**TEXT SEGMENT**:
/---
The consequences have been and continue to be dramatic. Both in Greece and beyond. As we wrote back in August 2015, "the situation created in the international socialist and progressive movement by Syriza's capitulation is terribly dangerous. It is not just that there are thousands and thousands of people who are forced to abandon all activism and to withdraw into themselves; nor that there are as many who feel paralyzed and choose to wait passively for the course of events, it is especially that Syriza's betrayal comes at a very critical historical moment, when the racist extreme right is advancing almost everywhere in our continent, which already makes immediate and direct the threat that many of the citizens Europeans disappointed by Syriza will fall prey to this racist and neo-fascist self-proclaimed "anti-systemic" extreme right” (2) And a few months later, still in 2015, we noted the devastation already wrought by Syriza's capitulation, while warning that "the great event that is opening up pathways for the far right is, however, the disappointment caused to tens of millions of European citizens, who recognize themselves neither in the austerity policies nor in the corruption of the traditional neoliberal parties, by the betrayal of their hopes invested in Syriza's Greece and Podemos's Spain. When, on August 21, we were already talking about the "criminal responsibilities of Mr. Tsipras" in "the catastrophic international consequences of Syriza's announced capitulation" there were very few people who really understood what we were talking about. Today, when these "catastrophic international consequences" are staring us in the face and appearing in all their nightmarish grandeur, who would still dare to dispute the "criminal responsibilities" of Mr. Tsipras, but also of the entire Syriza leadership, in the disappearance of the last hope that constituted the last European dike able to hold back the tide of the extreme Right?"(3)
Taking advantage of the unpreparedness of the Right, which had only just begun to reorganize itself, the lack of perspectives and scope of the rest of the Left, and above all the apathy of the "people of the Left", who remained stunned by the real blow they had received in 2015, Syriza was able to stay in power until the end of the legislature. In fact, although it was beaten by ND in the 2019 elections, it relinquished power with a more than respectable result (31%).
But Syriza's time in opposition has not served the leadership well, either in recognizing its mistakes or in correcting its course. On the contrary, it continued and even deepened its right-wing drift towards a mythical "center" that it wanted - in vain - to compete with the Right. This is how, with the distance from power, we arrived at the disaster of the May 21, 2023 elections. The Syriza "miracle" was coming to an end, and the party of 2023 was nothing like, or rather the antithesis of, what it had been in the beginning: from a unitary grouping (unique in the world!) of a dozen left-wing and far-left parties and organizations, Syriza had become a party of careerist notables and other defectors from a dying PASOK. The circle had been completed, and the initial radicalism had now been replaced by the arrogance and cynicism of the nouveau riches...
\---
**RAW DATA**:
/---
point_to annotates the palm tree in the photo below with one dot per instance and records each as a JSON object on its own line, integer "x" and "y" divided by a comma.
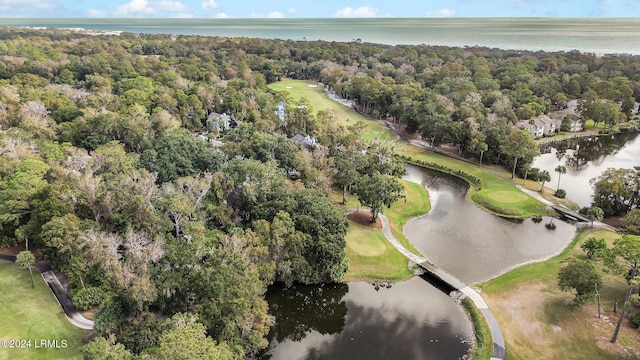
\---
**EXERCISE REQUIREMENTS**:
a - Condense the paragraph of the passage on Syriza that begins "But Syriza's time in opposition" into a bulleted list that keeps its main facts.
b - Extend the passage on Syriza beyond its final sentence.
None of the material is needed here.

**EXERCISE ANSWERS**:
a -
- In opposition, Syriza's leadership neither recognized its mistakes nor corrected its course.
- It deepened its right-wing drift toward a mythical "center," trying in vain to compete with the Right.
- This led to the disaster of the May 21, 2023 elections and the end of the Syriza "miracle."
- The party went from a unitary grouping of a dozen left-wing and far-left parties and organizations to a party of careerist notables and defectors from a dying PASOK.
- Its initial radicalism was replaced by the arrogance and cynicism of the nouveau riches.

b -
And what about the rest of the Greek Left? The fact that it is hardly benefiting from Syriza's collapse speaks volumes about its current limitations. The far-left Antarsya coalition remains remarkably stable, repeating (ad infinitum?) its 0.5% result. And the ever viscerally sectarian Greek Communist Party (KKE) calls the fact that its result has risen from the 5.3% of 2019 to the current 7.2% a "great victory" and, as usual, remains cowering in its corner, still harmless to the Right, which respects it and leaves it alone just as much as the KKE respects it and leaves it alone to govern the country. As for Mr. Varoufakis and his allies in the Popular Union (LAE), their result (2.6%) is more than eloquent: not only do they fail to confirm the triumphalist forecasts - bordering on mythomania - at which Mr. Varoufakis traditionally excels, but they don't even manage to enter Parliament, and are down (-30%) on 2019! Once again, Mr. Varoufakis' inconsistency has not paid off, despite the fact that he has done everything to surpass even his LAE allies in unconditional Putinism...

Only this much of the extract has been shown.